Riscrivi le righe seguenti mettendo "cedar tree" al posto di "pine tree" e lascia invariato tutto il resto.
----- DATI GREZZI
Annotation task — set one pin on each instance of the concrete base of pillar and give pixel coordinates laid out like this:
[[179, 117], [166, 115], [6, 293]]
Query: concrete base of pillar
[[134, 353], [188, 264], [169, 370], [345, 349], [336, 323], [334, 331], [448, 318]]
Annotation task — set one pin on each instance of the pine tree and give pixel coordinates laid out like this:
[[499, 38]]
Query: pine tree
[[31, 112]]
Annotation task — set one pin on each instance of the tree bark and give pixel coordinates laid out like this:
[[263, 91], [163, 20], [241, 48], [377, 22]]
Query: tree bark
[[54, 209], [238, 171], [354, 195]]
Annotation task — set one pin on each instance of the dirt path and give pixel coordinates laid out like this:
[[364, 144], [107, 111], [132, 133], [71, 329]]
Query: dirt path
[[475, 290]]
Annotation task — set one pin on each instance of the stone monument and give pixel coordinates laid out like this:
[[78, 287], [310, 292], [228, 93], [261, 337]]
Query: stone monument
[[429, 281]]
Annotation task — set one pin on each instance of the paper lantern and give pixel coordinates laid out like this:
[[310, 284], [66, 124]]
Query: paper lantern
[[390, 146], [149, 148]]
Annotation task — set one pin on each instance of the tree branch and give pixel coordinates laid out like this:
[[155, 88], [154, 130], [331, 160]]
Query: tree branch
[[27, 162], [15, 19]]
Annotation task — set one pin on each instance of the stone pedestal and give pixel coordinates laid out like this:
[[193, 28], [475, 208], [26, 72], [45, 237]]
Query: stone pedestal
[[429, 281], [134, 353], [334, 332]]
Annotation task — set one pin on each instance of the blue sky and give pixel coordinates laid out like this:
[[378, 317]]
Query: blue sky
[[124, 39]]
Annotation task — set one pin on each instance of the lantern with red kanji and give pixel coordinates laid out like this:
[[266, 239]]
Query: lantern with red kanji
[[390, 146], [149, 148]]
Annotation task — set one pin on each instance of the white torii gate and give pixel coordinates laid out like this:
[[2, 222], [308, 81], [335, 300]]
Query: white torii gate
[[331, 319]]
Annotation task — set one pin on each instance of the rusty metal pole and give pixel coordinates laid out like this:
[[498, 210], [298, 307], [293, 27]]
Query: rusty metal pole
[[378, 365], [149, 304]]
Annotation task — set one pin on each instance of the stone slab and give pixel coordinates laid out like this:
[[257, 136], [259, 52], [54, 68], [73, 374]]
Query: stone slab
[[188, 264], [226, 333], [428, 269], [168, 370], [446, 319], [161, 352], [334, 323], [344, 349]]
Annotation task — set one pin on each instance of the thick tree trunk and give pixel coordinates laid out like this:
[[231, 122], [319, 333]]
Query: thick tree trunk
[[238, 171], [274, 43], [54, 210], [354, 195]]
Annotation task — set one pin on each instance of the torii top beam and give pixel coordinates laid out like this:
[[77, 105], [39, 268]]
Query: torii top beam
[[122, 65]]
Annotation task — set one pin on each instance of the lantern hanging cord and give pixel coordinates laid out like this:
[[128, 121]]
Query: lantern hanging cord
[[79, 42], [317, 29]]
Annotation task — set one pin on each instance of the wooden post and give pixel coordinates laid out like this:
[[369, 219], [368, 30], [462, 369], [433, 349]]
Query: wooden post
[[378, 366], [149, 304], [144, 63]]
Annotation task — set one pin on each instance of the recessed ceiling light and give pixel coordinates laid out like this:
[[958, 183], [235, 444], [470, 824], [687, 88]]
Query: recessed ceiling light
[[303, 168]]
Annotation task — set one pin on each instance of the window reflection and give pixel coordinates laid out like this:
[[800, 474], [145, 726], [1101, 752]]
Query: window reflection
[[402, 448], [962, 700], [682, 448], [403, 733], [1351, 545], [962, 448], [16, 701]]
----------
→ RISULTATO DELL'ESERCIZIO
Annotation task — set one pin on each instance of the concrete base of pillar and give pixel coordinates laid out like this:
[[179, 117], [166, 115], [6, 293]]
Query: concrete base of pillar
[[134, 353], [188, 264], [169, 370], [345, 349], [336, 323], [334, 331], [448, 318]]
Annotation task — set one pin on each instance of the cedar tree and give pixel coordinates laid out like this:
[[499, 38]]
Query: cedar tree
[[31, 112]]
Annotation task — set one pin on each instance of the tree bark and give pixel coordinates laid out like this:
[[263, 91], [163, 20], [241, 48], [377, 22]]
Query: tree bark
[[54, 209], [238, 171], [354, 195]]
Annotation task — set one pin on each instance of the dirt path and give pixel coordinates laid out like this:
[[364, 144], [107, 111], [132, 133], [71, 329]]
Query: dirt path
[[475, 290]]
Annotation task — set one pin on each instance of the stone monument and give pixel coordinates laid out like this:
[[78, 287], [310, 292], [228, 93], [261, 337]]
Query: stone monument
[[429, 281]]
Annotation task — set one pin on each instance of the paper lantern and give pixel coordinates laid out like this:
[[310, 284], [66, 124]]
Query: paper lantern
[[390, 146], [149, 148]]
Annotation task — set one pin on each instance of the tree branch and give pixel coordinates laid out like this:
[[155, 88], [154, 130], [331, 160]]
Query: tree branch
[[27, 162], [15, 19]]
Annotation task — set one pin on each instance of the stone pedestal and give pixel coordinates laid out like this:
[[193, 28], [475, 208], [26, 72], [45, 237]]
Query: stone pedestal
[[429, 281], [134, 353], [334, 332]]
Annotation task — set one pin on each instance of the blue sky and give pixel coordinates laid out like this:
[[378, 317]]
Query: blue sky
[[124, 39]]
Annotation task — set one pin on each instance of the lantern with red kanji and give pixel coordinates laid out like this:
[[266, 239]]
Query: lantern with red kanji
[[390, 146], [149, 148]]
Annotation task — set one pin on each instance of the white torii gate and give pixel coordinates laid out like this:
[[2, 222], [308, 81], [335, 300]]
Query: white torii gate
[[331, 319]]
Annotation task — set one pin on each instance of the rusty metal pole and give pixel coordinates laid out like this:
[[498, 210], [298, 307], [293, 27]]
Query: rusty metal pole
[[378, 365], [149, 304]]
Annotation task — set one pin on each instance of the stone slab and give pixel coordinates laid out like this:
[[257, 136], [259, 52], [54, 68], [73, 374]]
Query: stone slab
[[188, 264], [226, 333], [428, 269], [168, 370], [446, 319], [161, 352], [334, 323], [344, 349]]
Annotation task — set one pin on each instance of the thick tree trunk and give pixel coordinates laid out like this:
[[231, 122], [319, 333]]
Query: thick tree trunk
[[238, 171], [274, 43], [54, 210], [354, 195]]
Annotation task — set one pin on each instance of the torii top beam and give pixel coordinates laid out like this:
[[77, 105], [39, 268]]
Query: torii top beam
[[122, 65]]
Annotation task — set one pin on each instance of the lantern hanging cord and give pixel coordinates laid out like this:
[[128, 121]]
Query: lantern hanging cord
[[79, 42], [317, 29]]
Annotation task — set one pin on each instance of the wooden post and give pixel coordinates laid out like this:
[[369, 219], [368, 30], [462, 369], [433, 349]]
Query: wooden post
[[378, 366], [149, 304], [144, 63]]
Annotation task — set one pin on each instance of the recessed ceiling light and give pixel coordinates laid out like this:
[[958, 183], [235, 444], [470, 824], [687, 88]]
Query: recessed ceiling light
[[303, 168]]
Annotation task — set one pin on each instance of the window reflection and give pixel coordinates laid out like this:
[[800, 474], [145, 726], [1101, 752]]
Query: window reflection
[[402, 448], [962, 700], [682, 448], [403, 733], [1351, 545], [962, 448], [16, 701]]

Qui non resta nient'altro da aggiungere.